» **Set task**
Return each line of the items below that contains the word "lamp", copied without changes.

» **Exercise input**
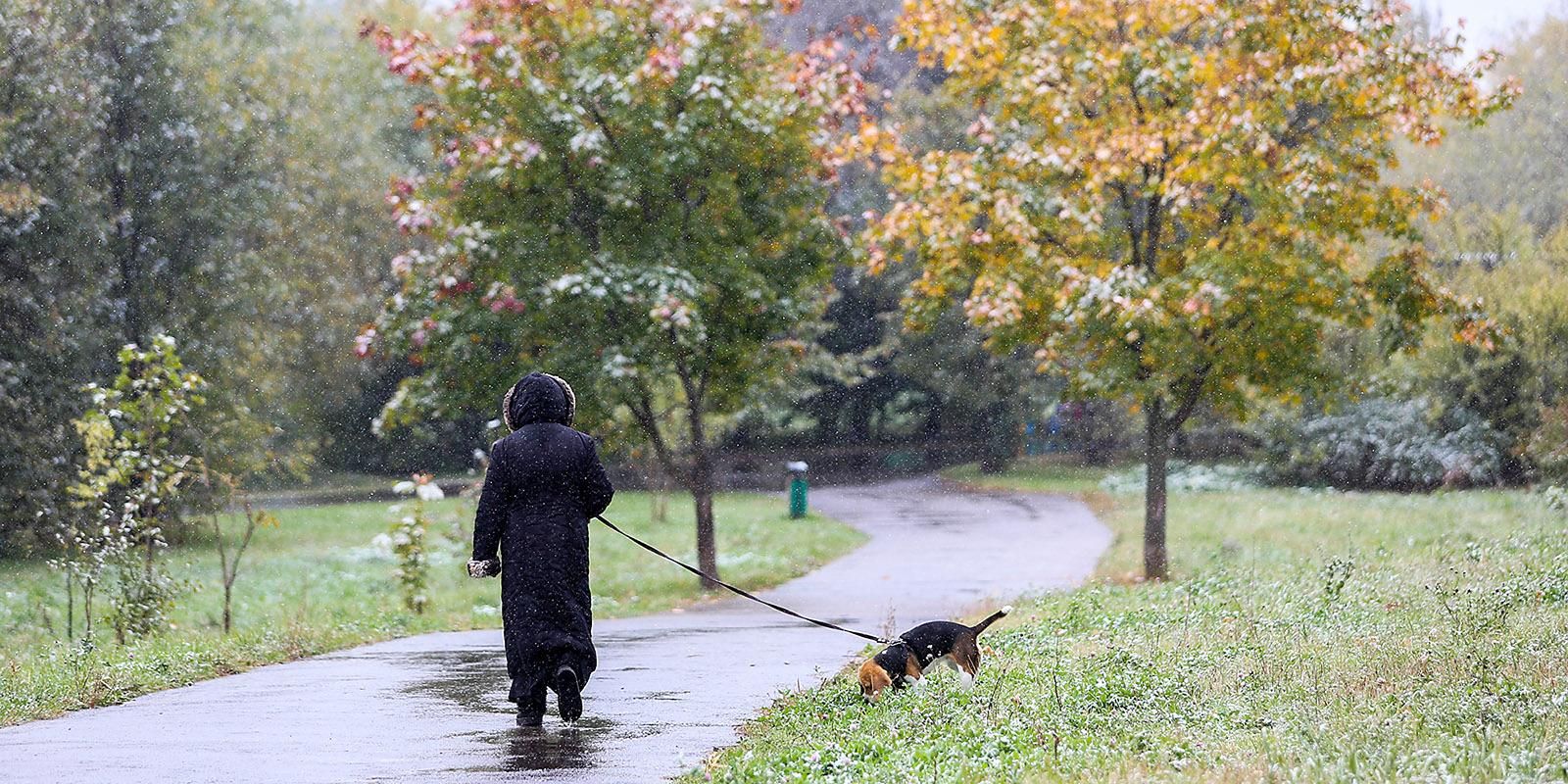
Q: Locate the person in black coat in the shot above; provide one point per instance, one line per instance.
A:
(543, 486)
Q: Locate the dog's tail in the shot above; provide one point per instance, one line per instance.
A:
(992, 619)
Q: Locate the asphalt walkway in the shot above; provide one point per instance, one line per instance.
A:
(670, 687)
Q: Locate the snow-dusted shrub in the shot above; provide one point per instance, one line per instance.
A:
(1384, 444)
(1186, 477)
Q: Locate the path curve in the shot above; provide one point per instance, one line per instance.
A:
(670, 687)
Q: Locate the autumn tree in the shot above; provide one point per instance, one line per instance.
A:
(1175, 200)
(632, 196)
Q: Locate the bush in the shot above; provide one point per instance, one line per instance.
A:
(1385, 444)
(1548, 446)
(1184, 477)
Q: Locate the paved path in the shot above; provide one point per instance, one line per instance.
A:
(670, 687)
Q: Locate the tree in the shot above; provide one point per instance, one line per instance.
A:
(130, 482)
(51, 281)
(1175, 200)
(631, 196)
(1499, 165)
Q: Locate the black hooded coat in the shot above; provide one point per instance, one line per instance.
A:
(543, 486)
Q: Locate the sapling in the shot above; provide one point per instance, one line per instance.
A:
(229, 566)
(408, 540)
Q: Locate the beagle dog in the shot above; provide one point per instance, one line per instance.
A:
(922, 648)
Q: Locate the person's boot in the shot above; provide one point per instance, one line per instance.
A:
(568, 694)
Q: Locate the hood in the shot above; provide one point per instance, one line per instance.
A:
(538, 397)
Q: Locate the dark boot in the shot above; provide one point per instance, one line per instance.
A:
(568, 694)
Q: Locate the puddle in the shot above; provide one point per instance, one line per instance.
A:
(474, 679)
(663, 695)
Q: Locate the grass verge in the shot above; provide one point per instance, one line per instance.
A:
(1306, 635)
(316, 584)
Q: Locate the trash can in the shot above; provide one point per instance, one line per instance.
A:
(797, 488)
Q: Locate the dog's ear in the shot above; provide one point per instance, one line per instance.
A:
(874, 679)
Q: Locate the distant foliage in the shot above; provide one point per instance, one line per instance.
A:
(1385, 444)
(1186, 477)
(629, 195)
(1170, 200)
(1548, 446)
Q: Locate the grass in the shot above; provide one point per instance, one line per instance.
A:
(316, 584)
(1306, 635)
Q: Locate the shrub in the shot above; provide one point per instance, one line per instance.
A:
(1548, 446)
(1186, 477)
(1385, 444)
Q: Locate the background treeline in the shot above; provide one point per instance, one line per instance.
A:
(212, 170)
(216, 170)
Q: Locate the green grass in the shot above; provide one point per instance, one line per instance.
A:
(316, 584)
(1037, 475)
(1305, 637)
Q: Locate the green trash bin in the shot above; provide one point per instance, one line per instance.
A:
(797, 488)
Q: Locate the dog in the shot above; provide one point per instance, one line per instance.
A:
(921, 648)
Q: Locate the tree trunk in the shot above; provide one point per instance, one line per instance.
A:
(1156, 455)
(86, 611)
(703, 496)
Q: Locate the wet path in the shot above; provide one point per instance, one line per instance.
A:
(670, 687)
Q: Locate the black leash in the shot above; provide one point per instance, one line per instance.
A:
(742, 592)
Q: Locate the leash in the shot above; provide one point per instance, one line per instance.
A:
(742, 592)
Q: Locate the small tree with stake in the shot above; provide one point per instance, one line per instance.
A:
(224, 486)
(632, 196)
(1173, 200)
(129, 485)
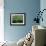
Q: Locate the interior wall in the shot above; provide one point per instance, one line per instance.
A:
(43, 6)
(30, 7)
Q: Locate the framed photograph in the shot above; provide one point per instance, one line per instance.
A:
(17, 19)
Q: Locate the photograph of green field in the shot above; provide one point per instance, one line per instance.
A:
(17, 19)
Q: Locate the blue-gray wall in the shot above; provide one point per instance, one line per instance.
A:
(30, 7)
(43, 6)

==

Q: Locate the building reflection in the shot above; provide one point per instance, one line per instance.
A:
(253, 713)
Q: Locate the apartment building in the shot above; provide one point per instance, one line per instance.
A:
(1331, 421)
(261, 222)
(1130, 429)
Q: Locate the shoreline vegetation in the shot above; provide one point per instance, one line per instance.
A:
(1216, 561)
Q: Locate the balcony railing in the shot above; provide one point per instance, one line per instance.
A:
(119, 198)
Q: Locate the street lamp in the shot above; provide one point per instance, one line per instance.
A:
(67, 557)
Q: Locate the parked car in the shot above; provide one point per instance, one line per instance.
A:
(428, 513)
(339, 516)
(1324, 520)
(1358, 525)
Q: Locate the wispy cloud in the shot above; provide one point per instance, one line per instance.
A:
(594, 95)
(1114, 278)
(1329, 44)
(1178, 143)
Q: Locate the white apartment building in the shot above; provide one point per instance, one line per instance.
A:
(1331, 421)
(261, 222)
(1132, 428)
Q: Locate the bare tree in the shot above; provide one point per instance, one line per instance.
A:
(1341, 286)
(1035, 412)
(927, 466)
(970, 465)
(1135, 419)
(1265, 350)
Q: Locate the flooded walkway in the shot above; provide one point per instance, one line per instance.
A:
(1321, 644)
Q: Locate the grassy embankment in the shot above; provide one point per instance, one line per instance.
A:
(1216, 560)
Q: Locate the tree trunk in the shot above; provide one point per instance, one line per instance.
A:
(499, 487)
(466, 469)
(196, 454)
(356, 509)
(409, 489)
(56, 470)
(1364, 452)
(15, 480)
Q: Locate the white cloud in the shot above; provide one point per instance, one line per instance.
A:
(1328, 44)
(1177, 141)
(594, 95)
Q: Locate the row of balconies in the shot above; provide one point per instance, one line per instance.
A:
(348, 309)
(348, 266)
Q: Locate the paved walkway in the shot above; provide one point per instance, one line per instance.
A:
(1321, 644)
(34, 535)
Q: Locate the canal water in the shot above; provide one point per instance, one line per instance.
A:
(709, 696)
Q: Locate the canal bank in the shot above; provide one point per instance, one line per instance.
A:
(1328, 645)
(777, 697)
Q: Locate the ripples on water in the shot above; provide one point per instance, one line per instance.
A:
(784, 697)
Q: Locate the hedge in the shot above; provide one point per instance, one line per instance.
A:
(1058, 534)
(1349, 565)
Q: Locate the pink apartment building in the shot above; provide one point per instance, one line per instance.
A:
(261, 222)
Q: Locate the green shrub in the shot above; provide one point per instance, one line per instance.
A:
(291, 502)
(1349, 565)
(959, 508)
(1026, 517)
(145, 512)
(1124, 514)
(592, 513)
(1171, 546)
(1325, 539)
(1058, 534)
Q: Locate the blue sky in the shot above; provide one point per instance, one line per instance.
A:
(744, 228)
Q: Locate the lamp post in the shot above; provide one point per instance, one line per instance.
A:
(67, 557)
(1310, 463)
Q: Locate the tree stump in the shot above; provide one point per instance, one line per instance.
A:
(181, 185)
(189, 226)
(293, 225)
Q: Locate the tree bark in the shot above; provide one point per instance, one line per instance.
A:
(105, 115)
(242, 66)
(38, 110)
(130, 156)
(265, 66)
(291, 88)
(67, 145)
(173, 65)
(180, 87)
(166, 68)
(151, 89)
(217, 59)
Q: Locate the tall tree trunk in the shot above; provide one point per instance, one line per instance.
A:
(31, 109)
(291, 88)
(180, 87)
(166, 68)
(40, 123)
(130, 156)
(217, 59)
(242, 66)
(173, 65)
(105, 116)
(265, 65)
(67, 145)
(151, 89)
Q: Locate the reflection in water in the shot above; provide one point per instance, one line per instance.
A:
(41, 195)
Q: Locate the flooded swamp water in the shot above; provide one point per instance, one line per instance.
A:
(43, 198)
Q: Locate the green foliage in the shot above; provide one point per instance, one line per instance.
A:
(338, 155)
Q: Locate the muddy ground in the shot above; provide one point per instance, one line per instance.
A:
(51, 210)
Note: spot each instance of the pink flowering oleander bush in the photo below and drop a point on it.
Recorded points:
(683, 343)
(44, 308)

» **Result**
Q: Locate the street lamp in the shot above; provide one point per instance, one line per instance.
Q: Locate the lamp post in the shot above; provide one point per instance, one line per instance.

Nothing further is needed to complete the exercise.